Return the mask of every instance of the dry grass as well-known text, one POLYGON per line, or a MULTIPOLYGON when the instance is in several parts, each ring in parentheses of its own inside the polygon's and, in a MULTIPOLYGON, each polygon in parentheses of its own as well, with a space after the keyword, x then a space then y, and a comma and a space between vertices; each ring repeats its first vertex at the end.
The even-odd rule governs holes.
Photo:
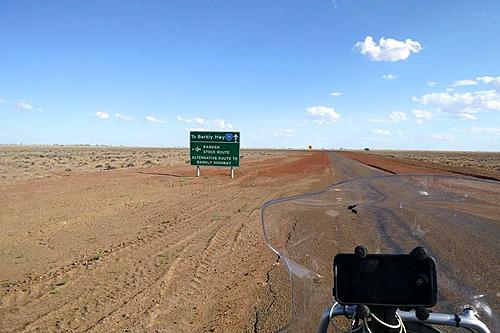
POLYGON ((493 173, 500 172, 500 152, 372 150, 368 153, 423 163, 440 164, 452 168, 474 169, 493 173))
POLYGON ((100 171, 188 163, 187 149, 87 146, 0 146, 0 181, 54 173, 100 171))
MULTIPOLYGON (((241 152, 243 157, 273 154, 273 150, 241 152)), ((0 145, 0 183, 71 172, 179 166, 188 163, 187 148, 0 145)))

Assignment: Excluding the pictures, reproduce every entry exactly as given.

Output below:
Return the mask of every instance of the dry grass as well-known text, one POLYGON per line, or a MULTIPOLYGON when the instance is in several parts, each ring in parentheses of its own inside the polygon's and, in a MULTIPOLYGON, each polygon in parentheses of its own as well, with a space after the keyword, x then a space then y, and a comma and a space between vertices; each ring repeats its first vertex at the end.
The even-odd rule governs holes.
Photo:
POLYGON ((493 173, 500 172, 500 152, 372 150, 368 153, 423 163, 440 164, 452 168, 474 169, 493 173))
POLYGON ((100 171, 188 163, 187 149, 87 146, 0 146, 0 181, 54 173, 100 171))
MULTIPOLYGON (((241 152, 243 157, 273 154, 273 150, 241 152)), ((0 145, 0 183, 71 172, 179 166, 188 163, 187 148, 0 145)))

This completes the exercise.